Document source –

########################################

Publié le vendredi 23 decembre 2016  |  La Nation
Anselme
© aCotonou.com par DR
Anselme Amoussou,Secrétaire Général de la Confédération des syndicats autonomes du Bénin (Csa-Bénin)






Après dix ans à la tête de la Confédération des syndicats autonomes du Bénin (CSA-Bénin), Dieudonné Lokossou a cédé son fauteuil à Anselme Amoussou. Un changement qui intervient en ce moment où les tensions sociales sont de plus en plus vives de la part des travailleurs. Le nouveau secrétaire général nous parle ici de ces défis.

La Nation :Vous venez d’être nouvellement élu à la tête de la Confédération des syndicats autonomes du Bénin. Comment en êtes-vous arrivé là ?

Anselme Amoussou : En syndicalisme comme dans d’autres domaines, il n’y a jamais de génération spontanée. Si je parle, aujourd’hui au nom de la CSA-Bénin c’est parce que j’ai pris le temps de faire mes armes. Mon parcours syndical a commencé par le militantisme au sein d’un syndicat de base de l’enseignement qu’on appelle le Syner-Bénin, c’est-à-dire le Syndicat national des enseignants pour le renouveau éducatif au Bénin qui est un syndicat qui couvre le primaire et le secondaire. J’ai occupé le poste de secrétaire général adjoint dans ce syndicat avant d’en prendre les rênes pendant environ une dizaine d’années. Avec ce syndicat, j’ai milité au sein du Front d’action des syndicats des trois ordres de l’éducation où j’ai été le porte-parole en 2008 avec un certain nombre d’acquis très importants notamment les 25%, le logement, le reversement des contractuels locaux. J’ai fait cette expérience de porte-parole du Front et j’ai ensuite été au sein de la Fédération de l’éducation au sein de la CSA-Bénin : d’abord adjoint du secrétaire général Alphonse da Silva, puis secrétaire administratif du secrétaire général Siméon Pépin, avant de devenir moi-même secrétaire général de cette même fédération que j’ai quittée pour devenir deuxième secrétaire général adjoint de la CSA-Bénin en décembre 2011. ...Ce parcours a été le mien et a été couronné par mon intégration au sein d’un certain nombre de réseaux de chercheurs en Afrique notamment un réseau qui fait beaucoup de recherches sur des thématiques majeures qui concernent les travailleurs en Afrique... Ce parcours s’est enrichi avec un certain nombre de formations.

########################################

(Extrait d'un jeu de données)
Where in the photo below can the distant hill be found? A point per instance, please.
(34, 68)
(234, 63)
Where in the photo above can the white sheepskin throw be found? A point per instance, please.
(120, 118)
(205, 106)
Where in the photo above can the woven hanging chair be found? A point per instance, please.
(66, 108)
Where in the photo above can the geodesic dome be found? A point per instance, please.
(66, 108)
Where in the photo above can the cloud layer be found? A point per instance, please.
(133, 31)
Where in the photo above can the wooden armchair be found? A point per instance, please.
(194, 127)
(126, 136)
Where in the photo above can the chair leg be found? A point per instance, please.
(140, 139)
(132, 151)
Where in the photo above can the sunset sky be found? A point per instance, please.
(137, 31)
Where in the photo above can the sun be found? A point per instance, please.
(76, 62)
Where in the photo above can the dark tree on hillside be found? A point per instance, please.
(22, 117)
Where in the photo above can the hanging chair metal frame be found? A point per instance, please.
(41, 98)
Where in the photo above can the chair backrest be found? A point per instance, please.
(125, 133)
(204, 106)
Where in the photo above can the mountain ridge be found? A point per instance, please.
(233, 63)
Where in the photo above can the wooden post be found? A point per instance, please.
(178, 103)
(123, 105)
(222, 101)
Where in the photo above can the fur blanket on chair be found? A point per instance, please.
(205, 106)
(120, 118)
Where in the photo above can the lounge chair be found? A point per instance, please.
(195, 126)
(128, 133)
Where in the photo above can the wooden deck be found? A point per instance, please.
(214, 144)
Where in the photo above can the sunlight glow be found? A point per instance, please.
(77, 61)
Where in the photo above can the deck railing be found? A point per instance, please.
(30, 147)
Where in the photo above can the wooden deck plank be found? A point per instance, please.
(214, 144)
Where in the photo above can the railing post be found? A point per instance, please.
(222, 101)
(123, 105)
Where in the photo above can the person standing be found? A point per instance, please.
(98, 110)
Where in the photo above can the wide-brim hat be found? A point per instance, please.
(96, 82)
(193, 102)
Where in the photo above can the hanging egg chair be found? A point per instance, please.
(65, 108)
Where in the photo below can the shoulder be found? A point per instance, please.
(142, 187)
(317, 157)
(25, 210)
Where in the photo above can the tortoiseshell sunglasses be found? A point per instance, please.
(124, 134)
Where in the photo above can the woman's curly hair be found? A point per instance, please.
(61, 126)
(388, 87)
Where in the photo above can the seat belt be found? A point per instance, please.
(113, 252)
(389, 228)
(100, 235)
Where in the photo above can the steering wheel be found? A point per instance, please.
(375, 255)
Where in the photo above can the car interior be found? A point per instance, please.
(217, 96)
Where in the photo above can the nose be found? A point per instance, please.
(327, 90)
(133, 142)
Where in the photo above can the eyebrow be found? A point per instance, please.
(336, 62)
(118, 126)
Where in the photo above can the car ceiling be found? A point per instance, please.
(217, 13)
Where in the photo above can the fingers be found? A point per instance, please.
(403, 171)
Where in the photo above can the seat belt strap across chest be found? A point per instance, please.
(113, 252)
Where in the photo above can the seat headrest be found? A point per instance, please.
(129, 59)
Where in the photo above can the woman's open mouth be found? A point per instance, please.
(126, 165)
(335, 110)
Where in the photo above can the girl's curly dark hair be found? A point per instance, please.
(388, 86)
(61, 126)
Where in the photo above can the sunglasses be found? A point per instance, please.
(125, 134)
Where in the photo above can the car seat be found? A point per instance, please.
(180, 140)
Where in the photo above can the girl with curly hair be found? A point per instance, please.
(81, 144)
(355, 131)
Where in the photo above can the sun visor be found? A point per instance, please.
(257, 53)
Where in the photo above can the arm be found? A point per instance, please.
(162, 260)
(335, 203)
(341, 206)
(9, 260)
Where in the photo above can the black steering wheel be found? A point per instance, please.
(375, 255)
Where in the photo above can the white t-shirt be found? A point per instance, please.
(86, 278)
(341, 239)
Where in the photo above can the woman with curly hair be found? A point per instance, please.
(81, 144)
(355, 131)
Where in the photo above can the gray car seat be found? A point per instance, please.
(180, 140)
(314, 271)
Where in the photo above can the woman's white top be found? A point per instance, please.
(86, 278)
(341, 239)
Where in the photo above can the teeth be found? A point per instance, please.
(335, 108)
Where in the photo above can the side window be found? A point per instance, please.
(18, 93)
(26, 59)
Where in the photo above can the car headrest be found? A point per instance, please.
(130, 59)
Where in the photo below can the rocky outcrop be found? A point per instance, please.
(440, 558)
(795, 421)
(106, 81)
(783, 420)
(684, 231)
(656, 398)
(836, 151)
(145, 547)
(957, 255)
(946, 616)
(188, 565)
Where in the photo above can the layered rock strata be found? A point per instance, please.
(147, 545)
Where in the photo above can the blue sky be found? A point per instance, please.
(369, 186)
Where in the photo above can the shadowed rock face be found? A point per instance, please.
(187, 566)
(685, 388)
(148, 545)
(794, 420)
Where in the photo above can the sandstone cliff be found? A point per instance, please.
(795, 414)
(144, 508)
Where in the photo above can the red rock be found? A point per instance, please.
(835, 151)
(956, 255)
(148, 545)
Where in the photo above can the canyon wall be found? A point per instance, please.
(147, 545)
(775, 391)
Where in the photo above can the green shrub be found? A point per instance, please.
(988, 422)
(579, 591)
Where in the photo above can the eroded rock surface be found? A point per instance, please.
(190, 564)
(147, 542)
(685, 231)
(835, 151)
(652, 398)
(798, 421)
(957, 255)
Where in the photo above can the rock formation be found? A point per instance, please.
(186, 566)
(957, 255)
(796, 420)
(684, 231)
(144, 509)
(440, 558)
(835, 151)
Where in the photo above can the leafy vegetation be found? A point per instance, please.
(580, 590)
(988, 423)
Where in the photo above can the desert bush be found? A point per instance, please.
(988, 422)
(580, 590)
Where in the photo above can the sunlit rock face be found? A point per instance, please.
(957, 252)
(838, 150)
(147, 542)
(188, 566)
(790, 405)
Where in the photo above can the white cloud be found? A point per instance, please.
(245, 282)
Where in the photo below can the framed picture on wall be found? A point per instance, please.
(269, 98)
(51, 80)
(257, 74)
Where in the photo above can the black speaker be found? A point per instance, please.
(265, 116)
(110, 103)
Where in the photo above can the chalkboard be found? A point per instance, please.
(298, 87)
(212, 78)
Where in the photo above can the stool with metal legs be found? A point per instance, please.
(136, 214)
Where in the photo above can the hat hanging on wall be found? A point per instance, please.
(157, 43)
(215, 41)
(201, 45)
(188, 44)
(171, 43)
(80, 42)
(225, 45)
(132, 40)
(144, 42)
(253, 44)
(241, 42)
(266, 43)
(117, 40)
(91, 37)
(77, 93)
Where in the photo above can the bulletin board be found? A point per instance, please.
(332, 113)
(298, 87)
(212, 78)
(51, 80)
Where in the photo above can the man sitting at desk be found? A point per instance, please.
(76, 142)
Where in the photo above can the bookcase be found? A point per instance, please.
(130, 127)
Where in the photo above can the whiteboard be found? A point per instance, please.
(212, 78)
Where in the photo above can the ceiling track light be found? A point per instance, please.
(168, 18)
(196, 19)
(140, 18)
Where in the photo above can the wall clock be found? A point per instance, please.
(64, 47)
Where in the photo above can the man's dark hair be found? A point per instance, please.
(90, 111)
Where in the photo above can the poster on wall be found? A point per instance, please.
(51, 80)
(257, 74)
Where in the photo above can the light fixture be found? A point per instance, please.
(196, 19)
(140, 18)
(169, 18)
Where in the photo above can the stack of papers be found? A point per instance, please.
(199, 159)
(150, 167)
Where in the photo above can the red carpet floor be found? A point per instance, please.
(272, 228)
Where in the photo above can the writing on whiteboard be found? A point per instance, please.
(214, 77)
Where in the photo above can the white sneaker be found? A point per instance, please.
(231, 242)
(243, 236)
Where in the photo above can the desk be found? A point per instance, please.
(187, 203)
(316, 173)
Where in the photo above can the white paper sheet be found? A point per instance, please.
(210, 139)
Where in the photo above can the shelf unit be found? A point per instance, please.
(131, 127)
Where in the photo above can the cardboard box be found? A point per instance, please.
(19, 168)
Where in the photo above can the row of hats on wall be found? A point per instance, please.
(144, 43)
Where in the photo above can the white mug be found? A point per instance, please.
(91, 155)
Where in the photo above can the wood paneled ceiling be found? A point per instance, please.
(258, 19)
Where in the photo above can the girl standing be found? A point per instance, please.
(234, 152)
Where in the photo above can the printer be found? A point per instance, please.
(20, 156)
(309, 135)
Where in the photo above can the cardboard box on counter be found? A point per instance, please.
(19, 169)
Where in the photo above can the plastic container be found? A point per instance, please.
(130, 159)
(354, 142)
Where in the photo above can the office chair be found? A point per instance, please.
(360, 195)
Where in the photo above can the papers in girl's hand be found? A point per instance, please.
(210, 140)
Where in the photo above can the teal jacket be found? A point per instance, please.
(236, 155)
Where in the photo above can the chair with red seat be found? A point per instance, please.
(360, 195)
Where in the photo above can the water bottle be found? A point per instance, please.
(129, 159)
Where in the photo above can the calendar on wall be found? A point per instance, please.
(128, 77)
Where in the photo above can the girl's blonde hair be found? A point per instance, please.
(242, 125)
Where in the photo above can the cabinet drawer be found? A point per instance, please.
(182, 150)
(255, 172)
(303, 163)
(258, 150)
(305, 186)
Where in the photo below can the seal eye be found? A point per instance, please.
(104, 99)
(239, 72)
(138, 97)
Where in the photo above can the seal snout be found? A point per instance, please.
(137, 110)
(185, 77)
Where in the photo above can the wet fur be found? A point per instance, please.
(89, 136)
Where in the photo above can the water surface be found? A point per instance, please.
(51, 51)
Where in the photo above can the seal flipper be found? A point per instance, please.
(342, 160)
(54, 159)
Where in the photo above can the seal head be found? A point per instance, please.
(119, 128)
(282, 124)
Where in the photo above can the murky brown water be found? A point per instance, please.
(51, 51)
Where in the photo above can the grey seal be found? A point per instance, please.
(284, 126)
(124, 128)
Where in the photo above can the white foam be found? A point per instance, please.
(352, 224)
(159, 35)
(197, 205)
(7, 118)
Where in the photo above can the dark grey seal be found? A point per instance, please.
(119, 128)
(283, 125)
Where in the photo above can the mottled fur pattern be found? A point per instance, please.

########################################

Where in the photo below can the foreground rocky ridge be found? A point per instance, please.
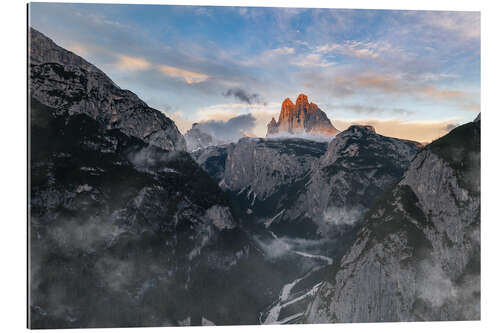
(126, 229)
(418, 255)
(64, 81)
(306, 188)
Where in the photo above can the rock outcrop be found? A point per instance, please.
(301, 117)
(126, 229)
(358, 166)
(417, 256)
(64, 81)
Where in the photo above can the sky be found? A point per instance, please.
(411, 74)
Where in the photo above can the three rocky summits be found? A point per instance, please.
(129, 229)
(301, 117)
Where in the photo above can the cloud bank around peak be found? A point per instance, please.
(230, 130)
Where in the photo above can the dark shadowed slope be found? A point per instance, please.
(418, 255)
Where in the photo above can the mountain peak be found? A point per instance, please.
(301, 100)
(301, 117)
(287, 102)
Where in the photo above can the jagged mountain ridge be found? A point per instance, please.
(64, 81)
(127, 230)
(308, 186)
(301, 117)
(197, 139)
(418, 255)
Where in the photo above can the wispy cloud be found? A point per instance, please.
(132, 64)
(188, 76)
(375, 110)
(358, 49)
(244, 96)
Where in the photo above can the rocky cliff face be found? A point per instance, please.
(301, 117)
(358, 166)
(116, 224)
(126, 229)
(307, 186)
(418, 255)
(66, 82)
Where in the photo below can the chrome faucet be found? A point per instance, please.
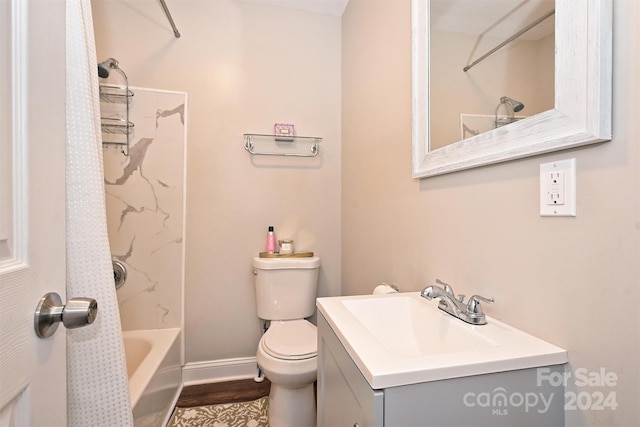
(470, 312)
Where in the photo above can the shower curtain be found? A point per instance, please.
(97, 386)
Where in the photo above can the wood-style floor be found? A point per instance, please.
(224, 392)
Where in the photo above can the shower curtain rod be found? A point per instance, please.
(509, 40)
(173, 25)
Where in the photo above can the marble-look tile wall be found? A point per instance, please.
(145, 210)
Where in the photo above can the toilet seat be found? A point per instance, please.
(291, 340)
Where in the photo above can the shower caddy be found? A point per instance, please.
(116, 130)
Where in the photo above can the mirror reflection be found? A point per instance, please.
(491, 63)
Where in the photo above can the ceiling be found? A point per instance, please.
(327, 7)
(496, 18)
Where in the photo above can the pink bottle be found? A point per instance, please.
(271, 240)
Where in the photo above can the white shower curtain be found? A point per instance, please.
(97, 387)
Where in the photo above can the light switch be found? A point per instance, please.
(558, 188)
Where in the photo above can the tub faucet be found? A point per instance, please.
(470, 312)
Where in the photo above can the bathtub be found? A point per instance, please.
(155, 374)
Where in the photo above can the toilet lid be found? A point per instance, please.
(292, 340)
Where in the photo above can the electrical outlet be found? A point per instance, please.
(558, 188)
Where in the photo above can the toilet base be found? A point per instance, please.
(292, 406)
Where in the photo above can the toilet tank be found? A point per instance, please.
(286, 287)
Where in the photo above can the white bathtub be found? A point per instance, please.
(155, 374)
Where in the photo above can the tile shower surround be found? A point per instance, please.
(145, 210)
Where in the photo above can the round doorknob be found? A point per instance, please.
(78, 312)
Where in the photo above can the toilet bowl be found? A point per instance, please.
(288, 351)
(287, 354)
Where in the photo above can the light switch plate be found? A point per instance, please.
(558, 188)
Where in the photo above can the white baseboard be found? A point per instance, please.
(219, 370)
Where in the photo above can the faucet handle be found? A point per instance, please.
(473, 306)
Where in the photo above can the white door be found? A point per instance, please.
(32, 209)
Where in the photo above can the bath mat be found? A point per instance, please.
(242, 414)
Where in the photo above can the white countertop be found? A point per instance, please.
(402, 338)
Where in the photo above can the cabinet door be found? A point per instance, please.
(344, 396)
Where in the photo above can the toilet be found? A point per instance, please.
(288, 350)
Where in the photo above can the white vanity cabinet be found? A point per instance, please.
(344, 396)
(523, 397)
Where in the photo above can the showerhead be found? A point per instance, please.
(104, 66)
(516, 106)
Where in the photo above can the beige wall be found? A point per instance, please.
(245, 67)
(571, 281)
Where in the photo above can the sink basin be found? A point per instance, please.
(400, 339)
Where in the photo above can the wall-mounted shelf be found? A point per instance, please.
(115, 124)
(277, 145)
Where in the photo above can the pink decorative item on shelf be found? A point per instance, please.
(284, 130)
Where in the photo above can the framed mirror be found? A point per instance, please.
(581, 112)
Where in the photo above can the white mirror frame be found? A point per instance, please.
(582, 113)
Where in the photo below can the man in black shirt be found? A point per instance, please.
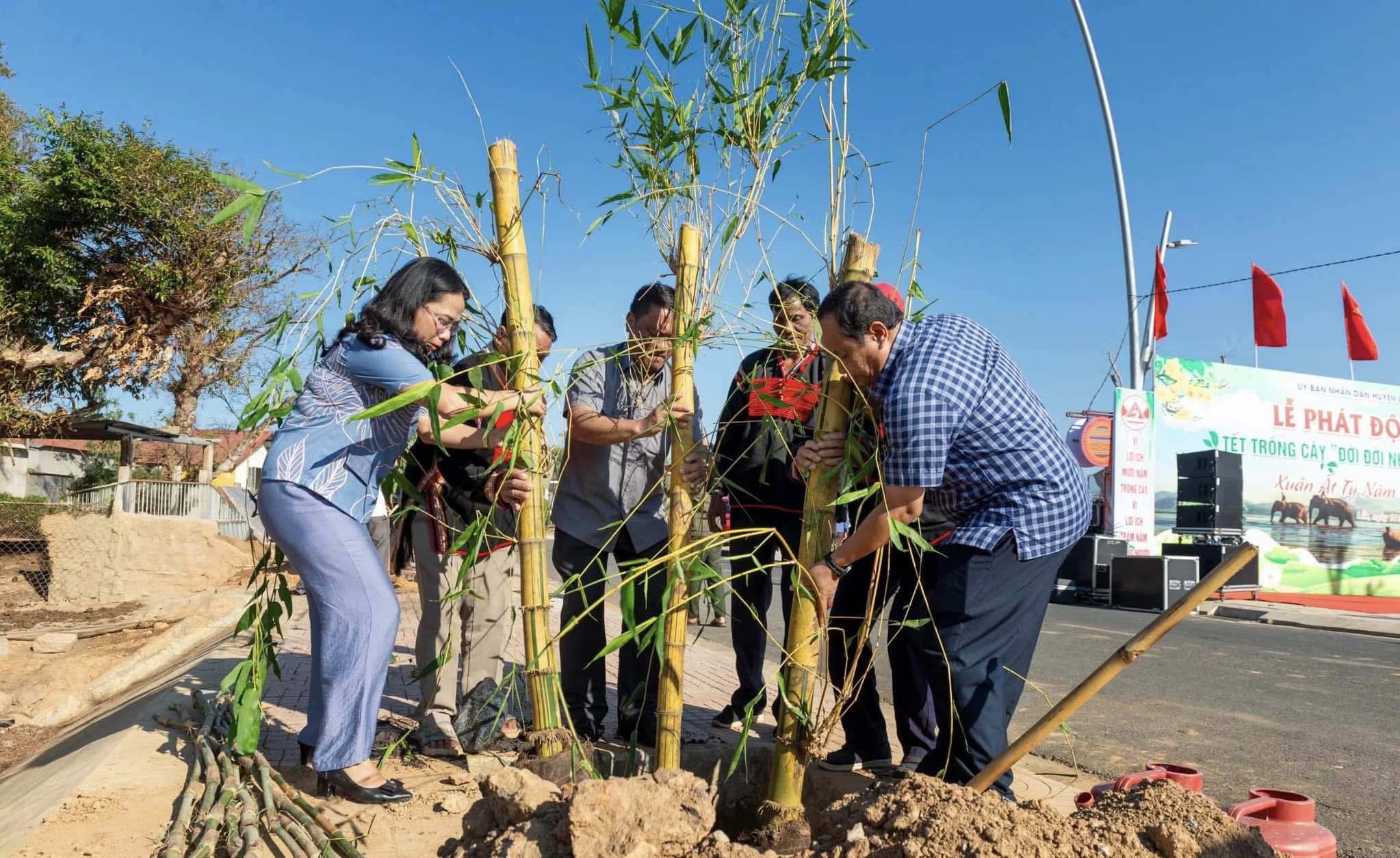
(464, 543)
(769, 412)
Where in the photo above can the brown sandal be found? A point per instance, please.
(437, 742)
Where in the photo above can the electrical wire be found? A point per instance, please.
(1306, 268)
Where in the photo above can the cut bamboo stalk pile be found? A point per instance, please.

########################################

Exercices à réaliser –
**1)** Présentez sous forme de liste le paragraphe de l'entretien qui commence par « Anselme Amoussou : En syndicalisme », en gardant ses faits essentiels.
**2)** Dans l'entretien, combien de temps Dieudonné Lokossou a-t-il été à la tête de la CSA-Bénin ?

Réponses par exercice –
**1)**
- Militantisme au Syner-Bénin (Syndicat national des enseignants pour le renouveau éducatif au Bénin), syndicat du primaire et du secondaire.
- Secrétaire général adjoint du Syner-Bénin, puis secrétaire général pendant environ une dizaine d'années.
- Porte-parole en 2008 du Front d'action des syndicats des trois ordres de l'éducation, avec des acquis comme les 25 %, le logement et le reversement des contractuels locaux.
- Au sein de la Fédération de l'éducation de la CSA-Bénin : adjoint du secrétaire général Alphonse da Silva, secrétaire administratif du secrétaire général Siméon Pépin, puis secrétaire général.
- Deuxième secrétaire général adjoint de la CSA-Bénin en décembre 2011.
- Intégration à des réseaux de chercheurs en Afrique travaillant sur des thématiques qui concernent les travailleurs.
- Parcours enrichi par plusieurs formations.

**2)** Dix ans.